§ **THE TASK**
Repeat all of the records with each "outline" swapped for "contour", and leave everything else as it is.

§ **STORED RECORDS**
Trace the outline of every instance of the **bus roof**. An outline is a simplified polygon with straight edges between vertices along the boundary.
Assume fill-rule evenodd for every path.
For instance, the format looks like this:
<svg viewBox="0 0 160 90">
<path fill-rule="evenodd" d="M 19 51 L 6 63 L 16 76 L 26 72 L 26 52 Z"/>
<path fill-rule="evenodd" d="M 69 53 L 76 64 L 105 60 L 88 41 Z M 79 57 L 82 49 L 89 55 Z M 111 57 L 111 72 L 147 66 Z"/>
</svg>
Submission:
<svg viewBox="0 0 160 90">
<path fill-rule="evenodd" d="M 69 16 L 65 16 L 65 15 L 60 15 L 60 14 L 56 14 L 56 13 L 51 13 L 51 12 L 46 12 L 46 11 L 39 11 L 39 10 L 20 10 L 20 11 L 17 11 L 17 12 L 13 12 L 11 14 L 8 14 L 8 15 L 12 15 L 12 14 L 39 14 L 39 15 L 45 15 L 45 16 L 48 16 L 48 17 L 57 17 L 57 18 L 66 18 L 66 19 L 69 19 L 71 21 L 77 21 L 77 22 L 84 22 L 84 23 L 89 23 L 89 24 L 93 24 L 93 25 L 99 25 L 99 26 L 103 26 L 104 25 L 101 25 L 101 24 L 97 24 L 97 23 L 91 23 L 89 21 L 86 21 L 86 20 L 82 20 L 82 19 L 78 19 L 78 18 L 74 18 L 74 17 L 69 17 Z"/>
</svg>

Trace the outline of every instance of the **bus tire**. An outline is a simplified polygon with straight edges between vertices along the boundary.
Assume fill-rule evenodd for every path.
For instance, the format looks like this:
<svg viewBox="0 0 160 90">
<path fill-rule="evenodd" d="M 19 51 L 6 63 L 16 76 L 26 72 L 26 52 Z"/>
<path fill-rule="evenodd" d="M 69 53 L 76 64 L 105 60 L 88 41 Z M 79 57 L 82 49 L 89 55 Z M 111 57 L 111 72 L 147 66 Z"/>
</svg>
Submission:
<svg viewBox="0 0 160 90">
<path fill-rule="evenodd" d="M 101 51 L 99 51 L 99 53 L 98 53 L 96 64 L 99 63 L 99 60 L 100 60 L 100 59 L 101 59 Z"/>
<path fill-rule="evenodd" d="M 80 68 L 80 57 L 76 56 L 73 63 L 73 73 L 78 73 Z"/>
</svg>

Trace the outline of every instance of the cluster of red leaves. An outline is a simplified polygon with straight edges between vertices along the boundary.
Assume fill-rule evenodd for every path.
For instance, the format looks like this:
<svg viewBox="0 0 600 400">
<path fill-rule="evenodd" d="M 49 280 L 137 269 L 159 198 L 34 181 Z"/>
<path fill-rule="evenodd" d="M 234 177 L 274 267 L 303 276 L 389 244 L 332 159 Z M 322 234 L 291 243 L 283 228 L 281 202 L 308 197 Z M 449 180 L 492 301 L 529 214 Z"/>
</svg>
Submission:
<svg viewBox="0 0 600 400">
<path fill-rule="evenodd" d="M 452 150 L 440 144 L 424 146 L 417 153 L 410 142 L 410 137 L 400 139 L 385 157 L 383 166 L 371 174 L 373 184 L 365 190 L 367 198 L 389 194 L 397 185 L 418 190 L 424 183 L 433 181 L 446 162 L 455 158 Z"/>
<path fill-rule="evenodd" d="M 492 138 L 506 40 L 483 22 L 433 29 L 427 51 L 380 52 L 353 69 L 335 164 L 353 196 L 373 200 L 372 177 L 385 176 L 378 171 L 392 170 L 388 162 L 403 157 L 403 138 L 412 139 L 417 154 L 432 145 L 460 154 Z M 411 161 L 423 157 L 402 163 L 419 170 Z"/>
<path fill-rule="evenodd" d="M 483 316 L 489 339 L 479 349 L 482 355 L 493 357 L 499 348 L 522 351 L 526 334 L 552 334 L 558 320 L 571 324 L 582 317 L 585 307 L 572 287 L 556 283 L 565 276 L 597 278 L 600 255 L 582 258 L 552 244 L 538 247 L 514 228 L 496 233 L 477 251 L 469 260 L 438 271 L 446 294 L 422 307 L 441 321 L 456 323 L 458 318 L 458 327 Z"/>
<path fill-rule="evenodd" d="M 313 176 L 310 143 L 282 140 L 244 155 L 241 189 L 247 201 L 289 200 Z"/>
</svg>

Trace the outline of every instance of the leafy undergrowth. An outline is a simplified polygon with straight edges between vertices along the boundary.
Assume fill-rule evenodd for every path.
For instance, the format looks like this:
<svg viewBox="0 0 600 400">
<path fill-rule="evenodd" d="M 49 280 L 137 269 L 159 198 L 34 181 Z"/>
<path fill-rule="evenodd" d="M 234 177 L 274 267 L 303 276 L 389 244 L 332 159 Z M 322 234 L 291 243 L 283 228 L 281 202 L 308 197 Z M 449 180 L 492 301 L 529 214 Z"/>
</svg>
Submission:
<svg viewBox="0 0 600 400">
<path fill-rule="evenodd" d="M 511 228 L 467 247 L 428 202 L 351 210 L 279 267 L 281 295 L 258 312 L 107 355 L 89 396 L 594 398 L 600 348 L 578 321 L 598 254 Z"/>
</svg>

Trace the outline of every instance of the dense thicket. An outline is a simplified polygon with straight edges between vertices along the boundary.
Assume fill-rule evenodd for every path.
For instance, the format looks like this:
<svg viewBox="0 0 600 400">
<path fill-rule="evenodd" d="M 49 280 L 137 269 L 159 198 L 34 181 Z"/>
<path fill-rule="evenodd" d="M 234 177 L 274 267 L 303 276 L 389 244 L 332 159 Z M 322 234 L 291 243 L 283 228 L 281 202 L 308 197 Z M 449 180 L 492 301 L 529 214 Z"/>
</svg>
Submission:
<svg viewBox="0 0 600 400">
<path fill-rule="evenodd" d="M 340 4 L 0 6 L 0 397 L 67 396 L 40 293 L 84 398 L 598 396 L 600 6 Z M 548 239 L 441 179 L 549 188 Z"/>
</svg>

§ **FINAL RESULT**
Trace the contour of every instance of the **bus roof**. An contour is a simplified polygon with straight edges between vertices along the boundary.
Assume fill-rule evenodd for every path.
For instance, the format looks like this:
<svg viewBox="0 0 160 90">
<path fill-rule="evenodd" d="M 19 51 L 6 63 L 16 76 L 26 72 L 26 52 Z"/>
<path fill-rule="evenodd" d="M 69 53 L 76 64 L 105 60 L 88 41 Z M 79 57 L 82 49 L 89 55 Z M 111 57 L 111 72 L 147 66 Z"/>
</svg>
Submission:
<svg viewBox="0 0 160 90">
<path fill-rule="evenodd" d="M 69 16 L 65 16 L 65 15 L 60 15 L 60 14 L 56 14 L 56 13 L 51 13 L 51 12 L 46 12 L 46 11 L 39 11 L 39 10 L 20 10 L 20 11 L 17 11 L 17 12 L 13 12 L 11 14 L 8 14 L 8 15 L 12 15 L 12 14 L 39 14 L 39 15 L 45 15 L 45 16 L 48 16 L 48 17 L 57 17 L 57 18 L 66 18 L 66 19 L 69 19 L 71 21 L 77 21 L 77 22 L 84 22 L 84 23 L 89 23 L 89 24 L 93 24 L 93 25 L 99 25 L 99 26 L 103 26 L 104 25 L 101 25 L 101 24 L 97 24 L 97 23 L 91 23 L 89 21 L 86 21 L 86 20 L 82 20 L 82 19 L 78 19 L 78 18 L 74 18 L 74 17 L 69 17 Z"/>
</svg>

Trace the contour of every instance of the **bus tire**. An contour is a simplified polygon with straight edges between vertices along the boundary.
Assume fill-rule evenodd for every path.
For instance, the format looks like this:
<svg viewBox="0 0 160 90">
<path fill-rule="evenodd" d="M 19 51 L 6 63 L 16 76 L 26 72 L 26 52 Z"/>
<path fill-rule="evenodd" d="M 69 53 L 76 64 L 105 60 L 88 41 Z M 79 57 L 82 49 L 89 55 Z M 111 57 L 111 72 L 147 66 Z"/>
</svg>
Submission:
<svg viewBox="0 0 160 90">
<path fill-rule="evenodd" d="M 101 51 L 99 51 L 99 53 L 98 53 L 96 64 L 99 63 L 99 60 L 100 60 L 100 59 L 101 59 Z"/>
<path fill-rule="evenodd" d="M 80 68 L 80 57 L 76 56 L 73 63 L 73 73 L 78 73 Z"/>
</svg>

Trace the contour of every instance of the cluster of red leaves. An contour is a simplified polygon with straight edges between vertices along the boundary.
Assume fill-rule evenodd for every path.
For instance, the format looks like this:
<svg viewBox="0 0 600 400">
<path fill-rule="evenodd" d="M 49 280 L 137 269 L 159 198 L 34 181 Z"/>
<path fill-rule="evenodd" d="M 234 177 L 274 267 L 303 276 L 389 244 L 332 159 Z M 322 234 L 291 243 L 283 228 L 281 202 L 308 197 Z M 449 180 L 492 301 L 529 214 Z"/>
</svg>
Submission:
<svg viewBox="0 0 600 400">
<path fill-rule="evenodd" d="M 452 150 L 440 144 L 424 146 L 417 153 L 410 142 L 410 137 L 400 139 L 385 157 L 383 166 L 371 174 L 373 184 L 365 190 L 367 198 L 389 194 L 397 185 L 418 190 L 424 183 L 433 181 L 446 162 L 455 158 Z"/>
<path fill-rule="evenodd" d="M 492 138 L 506 40 L 483 22 L 433 29 L 427 51 L 380 52 L 353 69 L 335 164 L 353 196 L 373 200 L 372 177 L 385 176 L 378 171 L 392 170 L 388 162 L 403 157 L 403 138 L 412 139 L 417 154 L 432 145 L 460 154 Z M 411 161 L 423 157 L 402 163 L 419 170 Z"/>
<path fill-rule="evenodd" d="M 483 316 L 489 339 L 479 349 L 482 355 L 493 357 L 499 348 L 522 351 L 526 334 L 552 334 L 558 320 L 571 324 L 582 317 L 585 307 L 572 287 L 556 283 L 565 276 L 597 278 L 600 255 L 582 258 L 552 244 L 538 247 L 514 228 L 496 233 L 477 251 L 469 260 L 438 271 L 446 294 L 422 307 L 441 321 L 456 323 L 458 318 L 458 327 Z"/>
<path fill-rule="evenodd" d="M 313 176 L 310 143 L 282 140 L 244 155 L 241 189 L 247 201 L 289 200 Z"/>
</svg>

Trace the contour of every instance of the leafy undergrowth. An contour is a simplified polygon with straight edges between vertices along the boundary.
Assume fill-rule evenodd for every path.
For instance, the format looks like this:
<svg viewBox="0 0 600 400">
<path fill-rule="evenodd" d="M 49 280 L 137 269 L 159 198 L 34 181 Z"/>
<path fill-rule="evenodd" d="M 234 177 L 274 267 L 303 276 L 389 244 L 332 159 Z M 322 234 L 291 243 L 283 228 L 281 202 L 308 197 Z M 449 180 L 492 301 L 529 214 Z"/>
</svg>
Submission:
<svg viewBox="0 0 600 400">
<path fill-rule="evenodd" d="M 511 228 L 467 247 L 428 202 L 351 210 L 279 267 L 281 295 L 258 312 L 107 355 L 89 396 L 594 398 L 600 348 L 578 321 L 598 254 Z"/>
</svg>

Trace the contour of every instance of the dense thicket. An contour is a simplified polygon with straight edges between vertices along the boundary.
Assume fill-rule evenodd for every path.
For instance, the format looks like this:
<svg viewBox="0 0 600 400">
<path fill-rule="evenodd" d="M 49 280 L 137 269 L 159 198 L 34 181 Z"/>
<path fill-rule="evenodd" d="M 234 177 L 274 267 L 303 276 L 389 244 L 332 159 Z M 322 234 L 291 243 L 283 228 L 281 202 L 308 197 Z M 449 180 L 492 301 L 529 214 Z"/>
</svg>
Submission:
<svg viewBox="0 0 600 400">
<path fill-rule="evenodd" d="M 340 4 L 0 6 L 0 397 L 67 396 L 40 293 L 84 398 L 598 396 L 600 6 Z M 548 239 L 441 179 L 549 188 Z"/>
</svg>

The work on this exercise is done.